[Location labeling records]
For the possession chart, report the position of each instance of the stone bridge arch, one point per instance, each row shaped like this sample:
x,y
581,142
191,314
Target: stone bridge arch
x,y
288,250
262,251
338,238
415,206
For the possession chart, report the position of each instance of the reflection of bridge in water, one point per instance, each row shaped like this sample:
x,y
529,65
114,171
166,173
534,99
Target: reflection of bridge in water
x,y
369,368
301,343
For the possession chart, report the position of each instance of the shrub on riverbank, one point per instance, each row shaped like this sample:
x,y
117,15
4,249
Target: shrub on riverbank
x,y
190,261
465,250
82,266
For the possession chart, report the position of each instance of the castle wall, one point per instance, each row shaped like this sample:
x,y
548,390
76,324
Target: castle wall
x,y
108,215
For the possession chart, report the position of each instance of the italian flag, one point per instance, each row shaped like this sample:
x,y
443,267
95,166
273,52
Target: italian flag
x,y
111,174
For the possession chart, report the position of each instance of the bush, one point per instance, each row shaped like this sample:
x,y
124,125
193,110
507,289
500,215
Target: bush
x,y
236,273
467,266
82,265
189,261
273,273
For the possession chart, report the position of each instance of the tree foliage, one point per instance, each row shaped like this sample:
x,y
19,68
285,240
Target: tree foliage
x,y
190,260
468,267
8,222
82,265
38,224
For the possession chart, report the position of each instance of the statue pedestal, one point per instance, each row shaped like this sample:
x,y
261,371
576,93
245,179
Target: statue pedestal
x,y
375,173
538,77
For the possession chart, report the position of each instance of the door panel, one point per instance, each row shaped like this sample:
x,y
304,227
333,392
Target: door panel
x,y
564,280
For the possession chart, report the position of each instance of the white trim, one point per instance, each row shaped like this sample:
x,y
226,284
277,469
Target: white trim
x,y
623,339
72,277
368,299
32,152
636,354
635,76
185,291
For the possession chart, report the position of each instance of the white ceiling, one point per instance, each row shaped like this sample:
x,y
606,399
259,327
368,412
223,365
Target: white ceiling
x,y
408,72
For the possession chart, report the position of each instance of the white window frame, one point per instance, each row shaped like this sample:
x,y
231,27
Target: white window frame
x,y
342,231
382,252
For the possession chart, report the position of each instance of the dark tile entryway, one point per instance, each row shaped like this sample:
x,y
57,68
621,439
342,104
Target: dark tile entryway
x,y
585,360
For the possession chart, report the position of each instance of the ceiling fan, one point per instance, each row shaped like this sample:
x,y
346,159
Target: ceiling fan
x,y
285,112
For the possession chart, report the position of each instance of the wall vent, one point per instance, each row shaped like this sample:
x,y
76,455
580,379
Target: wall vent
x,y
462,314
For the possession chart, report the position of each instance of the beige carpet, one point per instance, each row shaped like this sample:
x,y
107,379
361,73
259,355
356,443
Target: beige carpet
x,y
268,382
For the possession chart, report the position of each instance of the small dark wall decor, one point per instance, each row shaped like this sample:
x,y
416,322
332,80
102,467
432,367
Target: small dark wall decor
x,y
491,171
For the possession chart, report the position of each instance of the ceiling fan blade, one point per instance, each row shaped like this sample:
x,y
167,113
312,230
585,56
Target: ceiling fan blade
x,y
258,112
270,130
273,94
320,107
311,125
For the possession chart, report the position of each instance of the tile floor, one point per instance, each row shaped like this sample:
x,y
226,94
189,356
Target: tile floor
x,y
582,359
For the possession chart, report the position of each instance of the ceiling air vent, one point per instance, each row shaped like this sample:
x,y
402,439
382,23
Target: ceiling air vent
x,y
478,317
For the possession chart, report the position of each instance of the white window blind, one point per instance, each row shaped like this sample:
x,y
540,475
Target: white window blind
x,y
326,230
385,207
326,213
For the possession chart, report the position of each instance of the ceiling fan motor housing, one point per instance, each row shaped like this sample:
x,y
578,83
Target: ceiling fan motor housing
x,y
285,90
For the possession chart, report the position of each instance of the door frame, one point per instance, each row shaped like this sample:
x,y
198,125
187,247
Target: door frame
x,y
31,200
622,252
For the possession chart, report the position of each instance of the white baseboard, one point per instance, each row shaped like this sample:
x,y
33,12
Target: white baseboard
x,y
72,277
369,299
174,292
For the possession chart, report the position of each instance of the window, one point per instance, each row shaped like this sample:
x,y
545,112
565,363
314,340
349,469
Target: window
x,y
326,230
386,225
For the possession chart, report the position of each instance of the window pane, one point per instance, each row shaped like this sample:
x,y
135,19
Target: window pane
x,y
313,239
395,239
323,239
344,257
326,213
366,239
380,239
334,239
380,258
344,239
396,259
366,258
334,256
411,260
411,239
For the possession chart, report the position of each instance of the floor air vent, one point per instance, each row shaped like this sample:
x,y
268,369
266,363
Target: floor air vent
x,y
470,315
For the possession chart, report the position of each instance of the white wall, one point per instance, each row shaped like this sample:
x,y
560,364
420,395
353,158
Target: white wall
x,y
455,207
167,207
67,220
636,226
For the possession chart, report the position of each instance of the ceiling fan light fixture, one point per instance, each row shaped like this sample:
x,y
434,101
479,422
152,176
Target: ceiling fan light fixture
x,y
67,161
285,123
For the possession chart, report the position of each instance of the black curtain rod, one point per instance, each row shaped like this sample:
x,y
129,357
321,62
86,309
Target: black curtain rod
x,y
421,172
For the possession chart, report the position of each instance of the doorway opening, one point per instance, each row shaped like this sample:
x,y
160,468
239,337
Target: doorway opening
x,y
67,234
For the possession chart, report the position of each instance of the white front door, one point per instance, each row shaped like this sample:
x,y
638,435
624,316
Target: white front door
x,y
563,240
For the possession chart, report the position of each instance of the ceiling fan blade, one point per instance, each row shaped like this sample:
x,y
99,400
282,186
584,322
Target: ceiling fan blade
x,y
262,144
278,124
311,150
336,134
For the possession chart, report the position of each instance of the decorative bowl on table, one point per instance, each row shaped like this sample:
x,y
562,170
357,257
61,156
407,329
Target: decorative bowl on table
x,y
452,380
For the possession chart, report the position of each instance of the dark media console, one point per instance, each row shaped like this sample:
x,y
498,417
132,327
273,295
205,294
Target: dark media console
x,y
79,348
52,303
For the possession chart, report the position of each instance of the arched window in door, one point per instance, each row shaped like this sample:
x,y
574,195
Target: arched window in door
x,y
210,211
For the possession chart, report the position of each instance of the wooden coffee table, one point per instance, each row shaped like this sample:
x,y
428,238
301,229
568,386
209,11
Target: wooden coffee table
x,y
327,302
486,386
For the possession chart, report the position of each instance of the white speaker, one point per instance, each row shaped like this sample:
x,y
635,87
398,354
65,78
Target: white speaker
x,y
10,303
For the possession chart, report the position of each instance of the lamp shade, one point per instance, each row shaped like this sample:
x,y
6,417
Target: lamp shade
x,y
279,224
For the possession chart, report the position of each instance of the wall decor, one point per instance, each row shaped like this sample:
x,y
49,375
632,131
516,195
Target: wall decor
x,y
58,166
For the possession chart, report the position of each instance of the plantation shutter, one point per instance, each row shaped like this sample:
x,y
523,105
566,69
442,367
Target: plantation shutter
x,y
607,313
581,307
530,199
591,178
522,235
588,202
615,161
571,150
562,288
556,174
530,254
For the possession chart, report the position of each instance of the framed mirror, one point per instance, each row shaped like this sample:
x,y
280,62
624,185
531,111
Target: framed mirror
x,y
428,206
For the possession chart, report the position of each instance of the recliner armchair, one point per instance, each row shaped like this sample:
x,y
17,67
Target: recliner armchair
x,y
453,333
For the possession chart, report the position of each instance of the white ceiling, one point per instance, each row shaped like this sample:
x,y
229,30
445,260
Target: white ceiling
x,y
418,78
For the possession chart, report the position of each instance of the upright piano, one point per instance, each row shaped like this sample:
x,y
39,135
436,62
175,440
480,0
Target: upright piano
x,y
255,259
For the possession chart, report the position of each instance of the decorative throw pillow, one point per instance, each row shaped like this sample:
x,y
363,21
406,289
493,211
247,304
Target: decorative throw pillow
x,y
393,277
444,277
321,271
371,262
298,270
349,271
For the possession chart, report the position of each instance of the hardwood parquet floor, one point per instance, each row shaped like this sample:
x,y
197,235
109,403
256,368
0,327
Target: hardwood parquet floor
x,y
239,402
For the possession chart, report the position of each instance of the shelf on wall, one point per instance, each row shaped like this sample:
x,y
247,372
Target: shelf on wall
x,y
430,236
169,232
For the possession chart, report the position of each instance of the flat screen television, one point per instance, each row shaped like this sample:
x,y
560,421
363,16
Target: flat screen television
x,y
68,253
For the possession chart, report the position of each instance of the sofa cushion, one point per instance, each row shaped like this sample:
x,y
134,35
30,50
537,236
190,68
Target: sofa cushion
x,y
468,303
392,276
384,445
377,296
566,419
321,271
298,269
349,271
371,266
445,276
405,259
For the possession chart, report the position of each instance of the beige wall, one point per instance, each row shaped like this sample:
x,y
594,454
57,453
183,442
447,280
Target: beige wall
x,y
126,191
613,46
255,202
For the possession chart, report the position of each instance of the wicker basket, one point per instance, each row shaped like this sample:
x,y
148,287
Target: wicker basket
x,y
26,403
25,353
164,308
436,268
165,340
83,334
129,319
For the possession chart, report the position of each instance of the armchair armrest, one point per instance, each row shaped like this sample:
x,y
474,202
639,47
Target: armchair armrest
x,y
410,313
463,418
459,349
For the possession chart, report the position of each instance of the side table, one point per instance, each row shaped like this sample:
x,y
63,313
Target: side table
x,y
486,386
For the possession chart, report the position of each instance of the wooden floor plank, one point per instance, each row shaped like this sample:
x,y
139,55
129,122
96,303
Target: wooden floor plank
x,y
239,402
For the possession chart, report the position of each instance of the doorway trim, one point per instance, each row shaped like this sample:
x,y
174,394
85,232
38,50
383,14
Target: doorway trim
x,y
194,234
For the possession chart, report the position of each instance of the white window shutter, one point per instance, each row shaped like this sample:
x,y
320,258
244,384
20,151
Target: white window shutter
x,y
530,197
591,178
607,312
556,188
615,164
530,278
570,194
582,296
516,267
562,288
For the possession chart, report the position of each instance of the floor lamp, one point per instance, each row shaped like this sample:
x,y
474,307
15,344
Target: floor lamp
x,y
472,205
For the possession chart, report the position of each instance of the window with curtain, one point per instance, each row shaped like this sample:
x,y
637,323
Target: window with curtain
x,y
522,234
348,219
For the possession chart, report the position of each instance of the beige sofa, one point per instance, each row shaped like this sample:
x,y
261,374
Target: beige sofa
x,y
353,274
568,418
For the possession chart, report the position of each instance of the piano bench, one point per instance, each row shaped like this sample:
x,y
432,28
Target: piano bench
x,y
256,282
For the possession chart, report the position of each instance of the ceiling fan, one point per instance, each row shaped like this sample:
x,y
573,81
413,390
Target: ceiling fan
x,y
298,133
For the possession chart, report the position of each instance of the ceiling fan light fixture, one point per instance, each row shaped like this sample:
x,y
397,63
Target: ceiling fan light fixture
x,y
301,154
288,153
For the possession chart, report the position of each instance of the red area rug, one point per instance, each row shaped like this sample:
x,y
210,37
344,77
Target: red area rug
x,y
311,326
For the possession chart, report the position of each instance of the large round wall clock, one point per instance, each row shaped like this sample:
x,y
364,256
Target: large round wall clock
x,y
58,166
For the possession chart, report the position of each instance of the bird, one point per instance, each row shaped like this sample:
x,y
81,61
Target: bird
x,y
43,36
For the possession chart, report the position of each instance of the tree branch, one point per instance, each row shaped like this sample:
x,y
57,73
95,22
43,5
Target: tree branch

→ Directions
Revise everything from the line containing "tree branch, one" down to the end of the items, writing "template" in place of "sample" and leaving everything else unchanged.

→ Exercise result
For the possession chart, report the position of each instance of the tree branch, one point per instance, each row shaped like this template:
x,y
57,73
95,22
43,5
Target: tree branch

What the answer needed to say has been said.